» Reading passage
========
William Shakespeare. Coriolanus

Who is to blame for Coriolanus's banishment?

by Ian Mackean

What would you have, you curs,
That like not peace nor war? The one afrights you,
The other makes you proud. He that trusts to you,
Where he should find you lions, finds you hares.

 

In Shakespeare's Coriolanus, Coriolanus's banishment is the climax of a series of events in which several forces play a part, all pushing him towards his inevitable downfall. As is usual in Shakespearean Tragedy, the hero, at the peak of his achievements, falls, due to a fatal flaw in his character. Coriolanus's flaw is his arrogant pride and lack of temperance, and his fall is great, from national hero to outcast.

A particular feature of this play is that Shakespeare has shown us how the hero's character came to be flawed. We see that the flaw has its roots in the family and society which moulded his personality. This insight does not enable us to excuse Coriolanus for his behaviour, but it does prevent us from presenting a simple black and white case on the question of who is to blame for his downfall.In Coriolanus's Rome the citizens fall roughly into two categories, the patricians and the plebeians. The two factions are seen to coexist in a state of more or less mutual antagonism, with stability being maintained by a willingness to compromise on both sides. The patricians are prepared to give the plebeians, in Coriolanus's words:

Five tribunes to defend their vulgar wisdoms,
Of their own choice. (1.1.214)

And the plebeians acknowledge their need for leadership:

Truly I think if all our wits were to issue out of one skull, they would fly east, west, north, south (11.111.21)
========
Extracted records
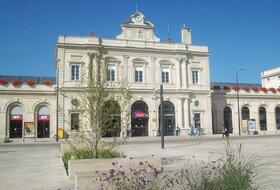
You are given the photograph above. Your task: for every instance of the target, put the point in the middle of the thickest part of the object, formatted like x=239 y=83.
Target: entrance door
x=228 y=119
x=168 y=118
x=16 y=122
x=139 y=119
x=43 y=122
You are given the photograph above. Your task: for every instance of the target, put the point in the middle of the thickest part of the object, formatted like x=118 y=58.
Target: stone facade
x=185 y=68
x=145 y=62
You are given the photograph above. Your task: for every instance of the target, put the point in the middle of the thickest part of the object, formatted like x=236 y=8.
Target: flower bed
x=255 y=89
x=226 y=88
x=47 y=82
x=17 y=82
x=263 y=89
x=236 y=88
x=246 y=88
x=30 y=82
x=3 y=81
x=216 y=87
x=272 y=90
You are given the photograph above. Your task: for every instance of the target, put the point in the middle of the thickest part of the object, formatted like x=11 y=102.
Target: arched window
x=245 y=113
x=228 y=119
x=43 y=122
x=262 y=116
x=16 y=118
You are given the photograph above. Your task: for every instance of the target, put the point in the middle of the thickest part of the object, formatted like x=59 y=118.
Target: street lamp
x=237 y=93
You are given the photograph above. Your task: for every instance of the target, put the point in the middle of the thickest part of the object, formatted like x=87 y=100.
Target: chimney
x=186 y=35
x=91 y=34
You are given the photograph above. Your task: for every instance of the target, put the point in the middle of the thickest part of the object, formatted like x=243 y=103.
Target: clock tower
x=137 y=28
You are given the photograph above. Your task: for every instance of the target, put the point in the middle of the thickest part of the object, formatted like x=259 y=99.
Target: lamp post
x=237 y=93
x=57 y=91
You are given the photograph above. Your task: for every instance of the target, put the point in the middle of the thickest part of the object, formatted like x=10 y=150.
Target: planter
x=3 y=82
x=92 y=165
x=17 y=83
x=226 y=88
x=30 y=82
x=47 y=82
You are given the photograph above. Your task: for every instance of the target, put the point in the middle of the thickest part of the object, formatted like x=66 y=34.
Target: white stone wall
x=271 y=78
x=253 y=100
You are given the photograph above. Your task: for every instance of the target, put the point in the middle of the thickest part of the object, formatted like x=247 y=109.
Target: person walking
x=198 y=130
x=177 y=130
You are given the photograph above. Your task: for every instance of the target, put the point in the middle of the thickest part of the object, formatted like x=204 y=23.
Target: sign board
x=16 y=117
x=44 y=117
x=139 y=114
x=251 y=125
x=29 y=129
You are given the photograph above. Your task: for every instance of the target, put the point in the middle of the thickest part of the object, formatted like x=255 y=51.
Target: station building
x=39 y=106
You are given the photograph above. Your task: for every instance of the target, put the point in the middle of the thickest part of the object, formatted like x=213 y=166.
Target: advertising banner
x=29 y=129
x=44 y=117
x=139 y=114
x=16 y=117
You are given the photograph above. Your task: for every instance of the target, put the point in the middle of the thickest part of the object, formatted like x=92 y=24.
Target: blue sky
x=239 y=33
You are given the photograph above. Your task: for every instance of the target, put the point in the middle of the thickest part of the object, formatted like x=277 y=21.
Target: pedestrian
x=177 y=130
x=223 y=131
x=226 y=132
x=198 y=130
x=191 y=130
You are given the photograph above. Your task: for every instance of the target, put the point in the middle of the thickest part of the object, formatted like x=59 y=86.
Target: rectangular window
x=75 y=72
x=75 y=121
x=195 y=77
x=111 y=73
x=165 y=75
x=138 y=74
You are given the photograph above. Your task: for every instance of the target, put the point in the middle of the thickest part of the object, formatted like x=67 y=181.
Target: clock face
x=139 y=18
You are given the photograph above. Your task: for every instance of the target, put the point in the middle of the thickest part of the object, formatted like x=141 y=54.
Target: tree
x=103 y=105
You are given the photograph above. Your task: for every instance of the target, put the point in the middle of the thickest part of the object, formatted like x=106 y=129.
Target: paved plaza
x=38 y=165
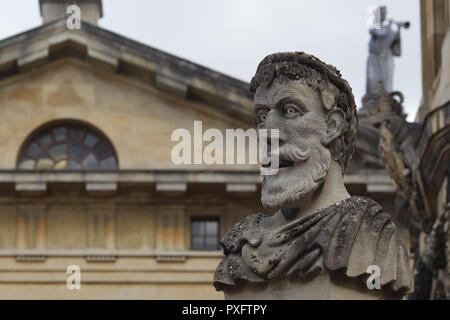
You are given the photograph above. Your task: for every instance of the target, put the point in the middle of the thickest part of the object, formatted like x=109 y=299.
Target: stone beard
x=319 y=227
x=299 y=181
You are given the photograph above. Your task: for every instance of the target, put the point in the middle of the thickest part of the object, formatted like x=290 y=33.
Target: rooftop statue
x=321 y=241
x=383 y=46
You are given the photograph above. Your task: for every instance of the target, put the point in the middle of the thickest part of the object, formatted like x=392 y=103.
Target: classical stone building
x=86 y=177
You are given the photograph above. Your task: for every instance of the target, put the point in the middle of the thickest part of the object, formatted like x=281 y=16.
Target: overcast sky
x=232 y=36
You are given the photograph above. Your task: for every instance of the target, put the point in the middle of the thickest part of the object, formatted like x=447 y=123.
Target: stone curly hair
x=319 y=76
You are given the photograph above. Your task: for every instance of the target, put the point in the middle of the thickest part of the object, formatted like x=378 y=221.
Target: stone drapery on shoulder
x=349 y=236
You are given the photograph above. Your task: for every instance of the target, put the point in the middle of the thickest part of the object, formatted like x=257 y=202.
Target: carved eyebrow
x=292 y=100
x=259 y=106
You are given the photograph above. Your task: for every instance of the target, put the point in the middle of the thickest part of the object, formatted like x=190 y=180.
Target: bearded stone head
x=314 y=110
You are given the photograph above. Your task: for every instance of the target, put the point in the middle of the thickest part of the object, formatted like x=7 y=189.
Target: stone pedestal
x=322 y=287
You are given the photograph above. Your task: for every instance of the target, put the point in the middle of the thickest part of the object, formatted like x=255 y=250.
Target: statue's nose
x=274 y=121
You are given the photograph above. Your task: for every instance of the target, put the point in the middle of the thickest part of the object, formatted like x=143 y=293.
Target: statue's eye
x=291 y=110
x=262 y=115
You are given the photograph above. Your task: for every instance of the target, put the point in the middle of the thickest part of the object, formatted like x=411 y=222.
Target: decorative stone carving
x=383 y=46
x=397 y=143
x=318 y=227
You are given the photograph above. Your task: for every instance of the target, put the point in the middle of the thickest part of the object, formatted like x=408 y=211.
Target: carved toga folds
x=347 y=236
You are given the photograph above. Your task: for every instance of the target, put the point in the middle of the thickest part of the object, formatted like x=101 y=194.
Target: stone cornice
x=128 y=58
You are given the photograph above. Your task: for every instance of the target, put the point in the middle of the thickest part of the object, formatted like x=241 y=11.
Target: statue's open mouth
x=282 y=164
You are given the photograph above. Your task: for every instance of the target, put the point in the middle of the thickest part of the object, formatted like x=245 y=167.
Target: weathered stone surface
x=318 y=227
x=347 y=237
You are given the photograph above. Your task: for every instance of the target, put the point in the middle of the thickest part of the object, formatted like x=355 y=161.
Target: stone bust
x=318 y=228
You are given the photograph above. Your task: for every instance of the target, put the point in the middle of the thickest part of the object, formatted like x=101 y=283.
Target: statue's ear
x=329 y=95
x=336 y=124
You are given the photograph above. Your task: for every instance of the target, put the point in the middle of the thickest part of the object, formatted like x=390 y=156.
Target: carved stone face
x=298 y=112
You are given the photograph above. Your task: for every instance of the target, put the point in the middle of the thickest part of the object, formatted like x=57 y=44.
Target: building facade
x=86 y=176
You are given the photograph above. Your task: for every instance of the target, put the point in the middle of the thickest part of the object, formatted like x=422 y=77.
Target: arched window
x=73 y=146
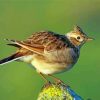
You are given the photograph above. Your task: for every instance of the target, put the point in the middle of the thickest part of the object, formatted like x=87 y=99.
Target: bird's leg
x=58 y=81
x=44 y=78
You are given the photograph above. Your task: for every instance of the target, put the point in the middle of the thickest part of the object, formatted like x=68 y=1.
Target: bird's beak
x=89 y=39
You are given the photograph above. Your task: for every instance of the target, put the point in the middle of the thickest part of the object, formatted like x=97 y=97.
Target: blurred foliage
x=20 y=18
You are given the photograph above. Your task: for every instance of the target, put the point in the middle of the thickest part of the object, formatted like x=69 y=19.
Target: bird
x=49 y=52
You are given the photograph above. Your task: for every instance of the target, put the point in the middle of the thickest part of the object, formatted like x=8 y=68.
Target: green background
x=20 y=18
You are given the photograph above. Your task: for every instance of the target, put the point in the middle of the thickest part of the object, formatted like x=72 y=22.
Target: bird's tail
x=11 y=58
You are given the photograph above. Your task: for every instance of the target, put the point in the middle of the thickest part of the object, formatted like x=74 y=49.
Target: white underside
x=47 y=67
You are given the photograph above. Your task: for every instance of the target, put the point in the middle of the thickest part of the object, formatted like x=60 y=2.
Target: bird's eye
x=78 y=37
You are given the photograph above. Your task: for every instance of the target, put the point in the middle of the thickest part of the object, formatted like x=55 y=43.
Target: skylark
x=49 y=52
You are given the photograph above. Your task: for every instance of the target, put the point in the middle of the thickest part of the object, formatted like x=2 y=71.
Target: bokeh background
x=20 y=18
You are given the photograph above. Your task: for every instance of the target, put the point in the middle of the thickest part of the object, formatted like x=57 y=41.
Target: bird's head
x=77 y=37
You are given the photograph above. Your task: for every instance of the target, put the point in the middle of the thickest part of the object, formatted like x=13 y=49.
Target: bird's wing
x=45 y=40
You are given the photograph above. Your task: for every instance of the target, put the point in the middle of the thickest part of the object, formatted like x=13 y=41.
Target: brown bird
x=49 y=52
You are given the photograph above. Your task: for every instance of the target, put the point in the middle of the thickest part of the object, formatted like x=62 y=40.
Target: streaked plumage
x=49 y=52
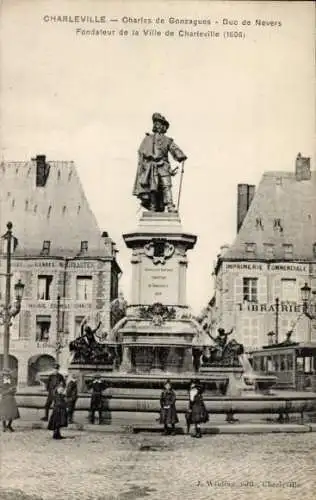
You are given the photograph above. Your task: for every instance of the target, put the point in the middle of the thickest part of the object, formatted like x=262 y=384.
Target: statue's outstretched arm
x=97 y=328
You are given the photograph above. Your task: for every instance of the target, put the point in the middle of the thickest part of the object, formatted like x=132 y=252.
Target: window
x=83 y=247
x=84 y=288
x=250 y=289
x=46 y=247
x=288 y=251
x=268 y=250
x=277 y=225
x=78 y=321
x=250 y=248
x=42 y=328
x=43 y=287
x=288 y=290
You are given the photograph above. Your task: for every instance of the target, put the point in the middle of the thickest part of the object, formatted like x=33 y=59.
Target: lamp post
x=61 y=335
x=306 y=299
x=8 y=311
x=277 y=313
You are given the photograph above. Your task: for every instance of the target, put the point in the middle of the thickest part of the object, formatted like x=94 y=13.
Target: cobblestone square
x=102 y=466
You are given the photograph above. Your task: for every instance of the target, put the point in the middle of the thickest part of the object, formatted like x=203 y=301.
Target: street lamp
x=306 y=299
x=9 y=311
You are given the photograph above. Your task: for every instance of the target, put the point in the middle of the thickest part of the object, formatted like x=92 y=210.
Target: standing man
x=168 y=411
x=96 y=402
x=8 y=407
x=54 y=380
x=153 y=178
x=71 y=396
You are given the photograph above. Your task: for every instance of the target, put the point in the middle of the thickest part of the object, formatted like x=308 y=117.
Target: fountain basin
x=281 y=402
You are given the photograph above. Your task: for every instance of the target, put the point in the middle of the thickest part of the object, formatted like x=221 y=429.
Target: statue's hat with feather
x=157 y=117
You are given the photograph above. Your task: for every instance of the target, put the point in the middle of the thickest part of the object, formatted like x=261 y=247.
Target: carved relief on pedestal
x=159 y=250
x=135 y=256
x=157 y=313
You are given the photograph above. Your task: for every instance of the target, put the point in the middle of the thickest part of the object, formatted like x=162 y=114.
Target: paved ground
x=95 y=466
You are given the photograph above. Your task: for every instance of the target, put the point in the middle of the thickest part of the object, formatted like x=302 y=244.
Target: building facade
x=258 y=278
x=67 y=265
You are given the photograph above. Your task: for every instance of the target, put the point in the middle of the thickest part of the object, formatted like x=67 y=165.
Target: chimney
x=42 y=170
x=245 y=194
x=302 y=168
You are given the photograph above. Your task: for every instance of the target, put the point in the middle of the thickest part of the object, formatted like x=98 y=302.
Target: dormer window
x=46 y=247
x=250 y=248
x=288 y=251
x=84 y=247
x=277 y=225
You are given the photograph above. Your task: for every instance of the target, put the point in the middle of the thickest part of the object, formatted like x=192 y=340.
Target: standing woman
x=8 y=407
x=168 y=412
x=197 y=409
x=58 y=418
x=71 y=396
========
» Requirement
In the essay on Coriolanus, list every compass direction named in the quoted line that begins "Truly I think if all our wits". The records have no connection to the essay on Coriolanus.

» Output for this task
East, west, north, south